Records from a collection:
★ ★ ★ ★
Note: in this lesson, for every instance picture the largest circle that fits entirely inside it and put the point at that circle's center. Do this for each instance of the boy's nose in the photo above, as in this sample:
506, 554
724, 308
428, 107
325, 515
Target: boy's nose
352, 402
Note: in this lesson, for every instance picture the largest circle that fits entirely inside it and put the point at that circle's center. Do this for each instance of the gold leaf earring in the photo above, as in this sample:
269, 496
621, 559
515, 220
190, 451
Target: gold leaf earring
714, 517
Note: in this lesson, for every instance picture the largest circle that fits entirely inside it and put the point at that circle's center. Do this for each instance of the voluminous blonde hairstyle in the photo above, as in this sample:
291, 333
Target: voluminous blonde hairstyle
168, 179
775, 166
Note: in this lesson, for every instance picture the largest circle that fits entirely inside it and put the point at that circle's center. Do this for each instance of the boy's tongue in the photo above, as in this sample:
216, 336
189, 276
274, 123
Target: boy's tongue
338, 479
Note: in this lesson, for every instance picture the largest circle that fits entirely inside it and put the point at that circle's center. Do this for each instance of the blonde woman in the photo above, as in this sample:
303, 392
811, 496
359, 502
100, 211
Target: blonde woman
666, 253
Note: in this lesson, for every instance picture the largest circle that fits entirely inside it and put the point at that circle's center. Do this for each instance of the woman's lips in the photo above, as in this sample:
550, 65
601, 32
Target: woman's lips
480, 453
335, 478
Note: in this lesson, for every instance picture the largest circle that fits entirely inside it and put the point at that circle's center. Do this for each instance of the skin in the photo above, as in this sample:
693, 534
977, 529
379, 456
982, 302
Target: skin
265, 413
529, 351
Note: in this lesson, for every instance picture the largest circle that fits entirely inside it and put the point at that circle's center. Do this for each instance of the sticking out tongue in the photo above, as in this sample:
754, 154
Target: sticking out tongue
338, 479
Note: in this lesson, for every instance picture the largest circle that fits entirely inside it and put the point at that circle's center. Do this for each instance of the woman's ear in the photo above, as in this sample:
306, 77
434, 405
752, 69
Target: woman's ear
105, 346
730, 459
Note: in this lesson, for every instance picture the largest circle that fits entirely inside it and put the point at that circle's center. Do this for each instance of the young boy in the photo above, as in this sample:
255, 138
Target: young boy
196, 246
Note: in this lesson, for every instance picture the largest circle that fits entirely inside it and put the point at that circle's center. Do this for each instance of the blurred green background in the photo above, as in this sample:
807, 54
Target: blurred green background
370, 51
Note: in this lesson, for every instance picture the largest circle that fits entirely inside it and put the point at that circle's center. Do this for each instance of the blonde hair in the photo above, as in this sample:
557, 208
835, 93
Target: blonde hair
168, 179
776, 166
★ ★ ★ ★
### Task objective
Starting at the line that contains "of the blurred", copy each line exactly through the end of the listing above. Include that first line and the last one, and add nothing.

### Expected output
Note: in this lesson, for every instance picture the largest circle that fits entirely inside it and put the point at that circle's center. Do this for each instance of the blurred green background in the photo above, as in this sample:
807, 54
Target: blurred green background
370, 51
Note: in this lesson, for every instance picture the largest circle that fits entirely inside it and put the point at that circle's center. Do this for each instance of the blonde hair in the photo above, as in this sample:
557, 208
835, 93
Target: blonde hair
168, 179
776, 166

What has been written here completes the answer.